[Recorded data]

+ + + + + + +

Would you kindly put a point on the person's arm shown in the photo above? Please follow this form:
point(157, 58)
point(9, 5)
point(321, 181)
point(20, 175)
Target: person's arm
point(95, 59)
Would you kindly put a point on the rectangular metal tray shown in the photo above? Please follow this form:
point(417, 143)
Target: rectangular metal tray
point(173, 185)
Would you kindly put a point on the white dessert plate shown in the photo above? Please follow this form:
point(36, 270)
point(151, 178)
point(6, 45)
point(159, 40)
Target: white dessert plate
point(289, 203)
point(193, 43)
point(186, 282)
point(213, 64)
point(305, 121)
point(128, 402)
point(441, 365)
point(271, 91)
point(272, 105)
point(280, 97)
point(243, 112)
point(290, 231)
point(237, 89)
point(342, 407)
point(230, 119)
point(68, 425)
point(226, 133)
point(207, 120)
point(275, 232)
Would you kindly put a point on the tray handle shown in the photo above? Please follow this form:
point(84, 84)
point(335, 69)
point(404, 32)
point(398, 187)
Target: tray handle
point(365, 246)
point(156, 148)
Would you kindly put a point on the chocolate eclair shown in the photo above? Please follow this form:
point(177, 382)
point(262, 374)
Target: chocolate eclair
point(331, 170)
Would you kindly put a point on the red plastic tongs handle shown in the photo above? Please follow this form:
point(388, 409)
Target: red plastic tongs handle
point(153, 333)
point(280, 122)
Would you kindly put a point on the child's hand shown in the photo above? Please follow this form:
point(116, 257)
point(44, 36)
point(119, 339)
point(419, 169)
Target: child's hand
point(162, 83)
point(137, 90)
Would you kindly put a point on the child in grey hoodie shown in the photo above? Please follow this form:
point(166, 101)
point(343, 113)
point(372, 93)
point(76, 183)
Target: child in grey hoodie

+ + + + + + +

## PROBLEM
Where a line above holds the word "hoodie", copy it.

## EXERCISE SOLUTION
Would you kindly put a point on the child in grey hoodie shown in the photo above? Please follow this form:
Target: child in grey hoodie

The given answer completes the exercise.